Turn the part of the listing that opens with the line containing "I need to find every purple" and closes with the line containing "left=987, top=0, right=1108, bottom=89" into a JSON list of strings, one string per line, skipping any blank lines.

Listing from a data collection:
_ _ _ _

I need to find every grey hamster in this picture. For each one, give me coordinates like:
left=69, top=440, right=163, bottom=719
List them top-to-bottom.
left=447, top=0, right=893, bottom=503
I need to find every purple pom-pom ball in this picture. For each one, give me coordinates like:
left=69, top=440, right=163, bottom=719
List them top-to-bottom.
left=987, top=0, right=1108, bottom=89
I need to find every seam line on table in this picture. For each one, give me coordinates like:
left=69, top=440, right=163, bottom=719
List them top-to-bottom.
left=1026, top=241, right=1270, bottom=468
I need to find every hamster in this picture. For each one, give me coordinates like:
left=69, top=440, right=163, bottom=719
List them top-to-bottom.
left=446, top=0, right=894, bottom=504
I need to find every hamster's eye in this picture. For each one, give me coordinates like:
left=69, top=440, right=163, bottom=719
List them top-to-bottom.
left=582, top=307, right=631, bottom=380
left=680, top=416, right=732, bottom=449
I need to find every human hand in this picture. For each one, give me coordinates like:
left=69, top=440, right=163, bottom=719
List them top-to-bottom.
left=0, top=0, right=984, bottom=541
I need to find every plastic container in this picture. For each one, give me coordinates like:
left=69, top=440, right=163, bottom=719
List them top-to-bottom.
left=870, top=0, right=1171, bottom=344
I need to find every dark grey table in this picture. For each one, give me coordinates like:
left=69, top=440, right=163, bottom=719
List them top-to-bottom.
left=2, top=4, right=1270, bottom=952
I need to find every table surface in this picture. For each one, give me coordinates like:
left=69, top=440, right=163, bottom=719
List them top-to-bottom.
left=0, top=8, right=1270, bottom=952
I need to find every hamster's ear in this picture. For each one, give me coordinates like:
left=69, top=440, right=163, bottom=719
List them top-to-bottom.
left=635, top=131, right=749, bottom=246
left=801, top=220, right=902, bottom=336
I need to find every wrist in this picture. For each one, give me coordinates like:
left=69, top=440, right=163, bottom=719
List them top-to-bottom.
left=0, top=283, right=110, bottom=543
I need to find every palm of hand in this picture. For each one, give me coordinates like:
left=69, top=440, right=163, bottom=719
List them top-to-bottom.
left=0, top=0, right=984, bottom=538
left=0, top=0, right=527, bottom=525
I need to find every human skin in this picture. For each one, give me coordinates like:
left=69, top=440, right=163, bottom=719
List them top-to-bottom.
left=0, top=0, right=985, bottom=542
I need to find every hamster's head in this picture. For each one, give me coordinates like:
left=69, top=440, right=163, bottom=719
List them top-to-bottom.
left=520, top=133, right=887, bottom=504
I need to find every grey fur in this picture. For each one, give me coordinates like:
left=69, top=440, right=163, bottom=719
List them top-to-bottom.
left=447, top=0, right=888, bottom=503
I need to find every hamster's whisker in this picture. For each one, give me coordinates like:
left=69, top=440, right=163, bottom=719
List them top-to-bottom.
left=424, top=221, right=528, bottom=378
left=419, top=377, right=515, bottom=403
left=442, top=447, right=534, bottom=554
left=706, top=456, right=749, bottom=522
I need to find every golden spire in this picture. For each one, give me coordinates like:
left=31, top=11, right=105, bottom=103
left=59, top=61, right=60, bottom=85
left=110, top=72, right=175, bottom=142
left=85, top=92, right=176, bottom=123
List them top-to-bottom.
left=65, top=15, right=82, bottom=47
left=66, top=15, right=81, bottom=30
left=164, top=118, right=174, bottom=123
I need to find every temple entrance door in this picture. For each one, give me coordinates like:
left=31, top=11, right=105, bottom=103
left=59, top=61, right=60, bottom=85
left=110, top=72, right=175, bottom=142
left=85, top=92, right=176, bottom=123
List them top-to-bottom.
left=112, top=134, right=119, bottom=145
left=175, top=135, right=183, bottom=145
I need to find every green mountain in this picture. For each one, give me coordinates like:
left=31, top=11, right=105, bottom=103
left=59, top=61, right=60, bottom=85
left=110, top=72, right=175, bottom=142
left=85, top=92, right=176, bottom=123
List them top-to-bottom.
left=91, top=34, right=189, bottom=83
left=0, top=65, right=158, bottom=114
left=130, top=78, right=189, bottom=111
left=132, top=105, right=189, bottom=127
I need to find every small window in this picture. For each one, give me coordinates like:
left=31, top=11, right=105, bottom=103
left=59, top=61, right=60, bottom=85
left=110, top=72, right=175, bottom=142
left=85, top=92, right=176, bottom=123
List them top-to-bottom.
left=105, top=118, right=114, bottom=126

_ _ _ _

→ Result for this exercise
[
  "I need to find every purple pom-pom ball in this picture. For each one, give me coordinates like:",
  "left=69, top=440, right=163, bottom=719",
  "List them top-to-bottom.",
  "left=987, top=0, right=1108, bottom=89"
]